Bagian Keenam Pengendalian Daya Rusak Air Tanah

Pasal 28

(1) Pengendalian daya rusak air tanah bertujuan untuk

mencegah, menghentikan atau mengurangi terjadinya

amblesan tanah.

(2) Pengendalian daya rusak air tanah sebagaimana

dimaksud pada ayat (1) dilakukan dengan

mengendalikan pengambilan air tanah dan

meningkatkan jumlah imbuhan air tanah untuk

mengurangi penurunan muka air tanah.

Pasal 29

(1) Untuk mencegah dan/atau menghentikan terjadinya

amblesan tanah sebagaimana dimaksud dalam Pasal 28

ayat (1) dilakukan dengan mengurangi pengambilan air

tanah bagi pemegang Izin Pemakaian Air Tanah atau

Izin Pengusahaan Air Tanah pada zona kritis dan zona

rusak.

(2) Untuk mengurangi terjadinya amblesan tanah

sebagaimana dimaksud dalam Pasal 28 ayat (1)

dilakukan dengan membuat sumur resapan.

(3) Dalam keadaan yang membahayakan lingkungan,

Bupati sesuai kewenangannya mengambil tindakan

darurat sebagai upaya pengendalian daya rusak air

tanah.

(4) Tindakan darurat sebagaimana dimaksud pada ayat (3)

dapat berupa:

a. penghentian kegiatan sementara; dan

b. penghentian kegiatan seluruhnya.

(5) Pelaku usaha bertanggung jawab atas kerusakan yang

ditimbulkan sebagai akibat keadaan yang

membahayakan lingkungan sebagaimana dimaksud

pada ayat (3).

(6) Bentuk pertanggungjawaban sebagaiman dimaksud ayat

(5) dilakukan sesuai peraturan perundang-undangan.

20

BAB V PERIZINAN

Bagian Kesatu

Kegiatan dan Jenis Izin

Paragraf 1 Kegiatan

Pasal 30

Setiap kegiatan pengeboran, penggalian dan pengambilan

air tanah hanya dapat dilaksanakan setelah memperoleh

izin dari Bupati.

Pasal 31

(1) Pengeboran dan penggalian sebagaimana dimaksud

dalam Pasal 30 hanya dapat dilaksanakan oleh instansi

pemerintah, perseorangan atau badan usaha yang

memenuhi kualifikasi dan klasifikasi untuk melakukan

pengeboran atau penggalian air tanah.

Data anotasi lokasi objek:

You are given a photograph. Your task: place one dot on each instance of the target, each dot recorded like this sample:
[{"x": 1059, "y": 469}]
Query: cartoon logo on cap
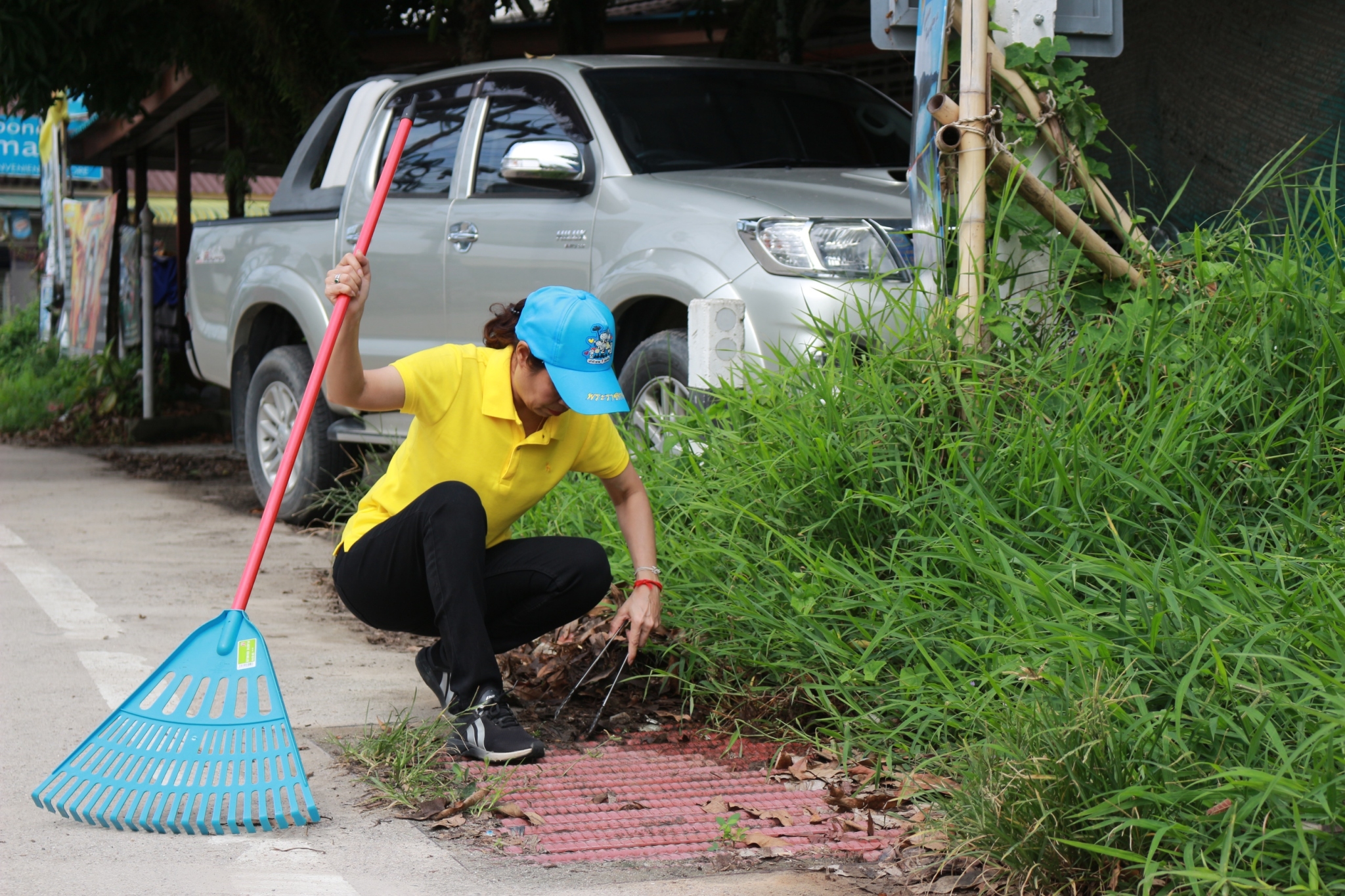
[{"x": 600, "y": 345}]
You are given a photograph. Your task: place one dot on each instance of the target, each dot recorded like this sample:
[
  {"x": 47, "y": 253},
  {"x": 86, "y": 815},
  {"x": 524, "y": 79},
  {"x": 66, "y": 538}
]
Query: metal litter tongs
[{"x": 584, "y": 677}]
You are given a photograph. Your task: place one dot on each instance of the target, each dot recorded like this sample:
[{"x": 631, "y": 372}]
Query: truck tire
[
  {"x": 655, "y": 385},
  {"x": 273, "y": 395}
]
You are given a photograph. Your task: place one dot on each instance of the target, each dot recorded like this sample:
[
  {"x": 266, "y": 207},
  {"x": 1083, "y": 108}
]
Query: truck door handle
[{"x": 463, "y": 234}]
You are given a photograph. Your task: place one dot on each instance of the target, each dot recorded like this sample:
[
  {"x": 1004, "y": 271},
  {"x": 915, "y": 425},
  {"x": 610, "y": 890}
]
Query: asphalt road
[{"x": 101, "y": 576}]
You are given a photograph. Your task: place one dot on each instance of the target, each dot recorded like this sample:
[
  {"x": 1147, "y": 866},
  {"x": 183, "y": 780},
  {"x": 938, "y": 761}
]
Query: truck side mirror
[{"x": 544, "y": 163}]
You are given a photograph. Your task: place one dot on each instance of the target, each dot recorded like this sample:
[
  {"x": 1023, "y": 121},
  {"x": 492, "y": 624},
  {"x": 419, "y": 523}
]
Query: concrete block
[{"x": 715, "y": 341}]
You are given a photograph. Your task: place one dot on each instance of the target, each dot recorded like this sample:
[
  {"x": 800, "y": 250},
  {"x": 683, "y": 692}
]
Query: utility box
[
  {"x": 715, "y": 341},
  {"x": 1094, "y": 27}
]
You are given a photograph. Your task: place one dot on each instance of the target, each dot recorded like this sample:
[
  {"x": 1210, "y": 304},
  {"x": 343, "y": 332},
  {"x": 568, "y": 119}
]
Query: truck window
[
  {"x": 427, "y": 167},
  {"x": 523, "y": 105},
  {"x": 685, "y": 119}
]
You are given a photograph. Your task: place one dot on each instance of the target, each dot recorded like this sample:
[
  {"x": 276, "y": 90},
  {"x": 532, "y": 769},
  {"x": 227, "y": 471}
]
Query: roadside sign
[
  {"x": 1094, "y": 27},
  {"x": 19, "y": 144}
]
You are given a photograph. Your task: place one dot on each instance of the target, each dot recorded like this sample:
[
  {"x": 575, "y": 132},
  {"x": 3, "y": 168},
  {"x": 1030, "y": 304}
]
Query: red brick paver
[{"x": 665, "y": 788}]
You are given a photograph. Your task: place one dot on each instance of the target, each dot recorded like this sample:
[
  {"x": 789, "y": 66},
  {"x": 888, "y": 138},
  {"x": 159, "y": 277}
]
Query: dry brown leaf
[
  {"x": 426, "y": 811},
  {"x": 467, "y": 803},
  {"x": 935, "y": 840},
  {"x": 766, "y": 842},
  {"x": 717, "y": 806},
  {"x": 779, "y": 815},
  {"x": 862, "y": 774},
  {"x": 456, "y": 821},
  {"x": 805, "y": 785}
]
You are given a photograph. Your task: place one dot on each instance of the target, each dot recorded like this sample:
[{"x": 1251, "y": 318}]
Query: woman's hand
[
  {"x": 351, "y": 278},
  {"x": 642, "y": 610}
]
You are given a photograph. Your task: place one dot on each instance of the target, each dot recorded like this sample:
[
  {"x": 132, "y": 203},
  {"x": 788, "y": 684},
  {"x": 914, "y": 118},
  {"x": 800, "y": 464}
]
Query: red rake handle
[{"x": 315, "y": 379}]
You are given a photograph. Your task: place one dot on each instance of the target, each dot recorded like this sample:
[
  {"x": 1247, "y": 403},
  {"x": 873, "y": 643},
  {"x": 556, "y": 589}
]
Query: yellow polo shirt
[{"x": 467, "y": 430}]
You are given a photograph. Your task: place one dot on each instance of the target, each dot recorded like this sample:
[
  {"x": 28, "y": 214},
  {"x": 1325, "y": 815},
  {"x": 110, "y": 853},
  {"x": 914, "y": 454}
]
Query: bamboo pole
[
  {"x": 1048, "y": 203},
  {"x": 1025, "y": 101},
  {"x": 971, "y": 174}
]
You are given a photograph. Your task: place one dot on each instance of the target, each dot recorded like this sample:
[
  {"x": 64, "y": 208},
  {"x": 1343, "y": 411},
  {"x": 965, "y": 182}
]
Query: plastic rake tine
[
  {"x": 584, "y": 677},
  {"x": 205, "y": 746}
]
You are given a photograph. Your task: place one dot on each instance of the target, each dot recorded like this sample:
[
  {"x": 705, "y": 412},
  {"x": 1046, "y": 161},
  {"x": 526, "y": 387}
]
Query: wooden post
[
  {"x": 1044, "y": 199},
  {"x": 119, "y": 213},
  {"x": 233, "y": 141},
  {"x": 182, "y": 158},
  {"x": 1025, "y": 101},
  {"x": 142, "y": 181},
  {"x": 147, "y": 313},
  {"x": 971, "y": 171}
]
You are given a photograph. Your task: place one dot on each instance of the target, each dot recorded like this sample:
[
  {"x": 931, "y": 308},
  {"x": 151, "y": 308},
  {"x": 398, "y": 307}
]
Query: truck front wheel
[
  {"x": 655, "y": 385},
  {"x": 273, "y": 395}
]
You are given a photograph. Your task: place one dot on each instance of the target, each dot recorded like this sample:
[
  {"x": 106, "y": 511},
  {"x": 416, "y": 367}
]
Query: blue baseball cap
[{"x": 575, "y": 336}]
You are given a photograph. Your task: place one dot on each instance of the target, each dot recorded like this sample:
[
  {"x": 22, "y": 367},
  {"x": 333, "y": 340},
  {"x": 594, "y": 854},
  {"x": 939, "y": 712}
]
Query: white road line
[
  {"x": 291, "y": 884},
  {"x": 54, "y": 591},
  {"x": 116, "y": 675}
]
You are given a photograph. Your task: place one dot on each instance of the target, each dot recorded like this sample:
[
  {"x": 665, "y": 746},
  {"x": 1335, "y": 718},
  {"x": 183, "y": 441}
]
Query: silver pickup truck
[{"x": 650, "y": 182}]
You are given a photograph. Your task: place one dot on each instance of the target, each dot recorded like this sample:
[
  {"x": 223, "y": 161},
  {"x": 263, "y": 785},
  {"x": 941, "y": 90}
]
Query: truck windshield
[{"x": 685, "y": 119}]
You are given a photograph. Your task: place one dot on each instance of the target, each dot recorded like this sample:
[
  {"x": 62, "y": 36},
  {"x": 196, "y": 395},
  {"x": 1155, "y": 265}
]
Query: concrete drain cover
[{"x": 650, "y": 802}]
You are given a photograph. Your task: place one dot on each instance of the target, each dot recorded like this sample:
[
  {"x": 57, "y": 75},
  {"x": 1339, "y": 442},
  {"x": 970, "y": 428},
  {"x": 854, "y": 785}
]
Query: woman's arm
[
  {"x": 347, "y": 381},
  {"x": 632, "y": 512}
]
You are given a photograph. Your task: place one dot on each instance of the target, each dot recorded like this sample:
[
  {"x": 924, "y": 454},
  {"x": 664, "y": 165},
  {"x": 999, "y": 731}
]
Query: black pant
[{"x": 427, "y": 570}]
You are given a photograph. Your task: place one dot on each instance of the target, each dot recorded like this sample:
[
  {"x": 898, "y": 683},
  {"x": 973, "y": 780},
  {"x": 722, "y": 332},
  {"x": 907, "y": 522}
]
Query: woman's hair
[{"x": 499, "y": 331}]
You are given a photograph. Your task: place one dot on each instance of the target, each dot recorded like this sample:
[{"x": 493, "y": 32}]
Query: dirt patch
[{"x": 178, "y": 465}]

__INSTRUKSI TUGAS__.
1 > Menurut teks peraturan air tanah, bagaimana cara mengurangi terjadinya amblesan tanah sebagaimana diatur dalam Pasal 29 ayat (2)?
2 > Salin persis sebagian teks peraturan air tanah: mulailah pada bagian yang memuat "(3) Dalam keadaan", lalu berhentilah setelah "dimaksud pada ayat (3)".
3 > Teruskan teks peraturan air tanah, dimulai sesudah kalimat terakhir yang tertera.

__JAWABAN TIAP TUGAS__.
1 > Dengan membuat sumur resapan.

2 >
(3) Dalam keadaan yang membahayakan lingkungan,

Bupati sesuai kewenangannya mengambil tindakan

darurat sebagai upaya pengendalian daya rusak air

tanah.

(4) Tindakan darurat sebagaimana dimaksud pada ayat (3)

3 >
(2) Kualifikasi dan klasifikasi untuk melakukan pengeboran

atau penggalian air tanah sebagaimana dimaksud pada

ayat (1) dapat diperoleh melalui:

a. sertifikasi instalasi bor air tanah; dan

b. sertifikasi keterampilan juru pengeboran air tanah.

(3) Sertifikasi pelaksanaan pengeboran atau penggalian air

tanah sebagaimana dimaksud pada ayat (2)

diselenggarakan sesuai dengan ketentuan peraturan

perundang-undangan.

Paragraf 2

Jenis Izin

Pasal 32

(1) Izin sebagaimana dimaksud dalam Pasal 30 terdiri dari:

a. Izin Pemakaian Air Tanah; dan

b. Izin Pengusahaan Air Tanah;

(2) Terhadap pemberian Izin sebagaimana dimaksud pada

ayat (1) tidak dikenakan biaya.

21

Bagian Kedua Tata Cara Memperoleh Izin

Pasal 33

(1) Untuk mendapatkan Izin sebagaimana dimaksud dalam

Pasal 32, pemohon wajib mengajukan permohonan

secara tertulis kepada Bupati dengan tembusan kepada

Gubernur.

(2) Permohonan sebagaimana dimaksud pada ayat (1) harus

dilampiri informasi:

a. peruntukan dan kebutuhan air tanah;

b. rencana pelaksanaan pengeboran atau penggalian air

tanah; dan

c. upaya pengelolaan lingkungan (UKL) atau upaya

pemantauan lingkungan (UPL) atau analisis

mengenai dampak lingkungan (AMDAL) sesuai

dengan ketentuan peraturan perundang-undangan.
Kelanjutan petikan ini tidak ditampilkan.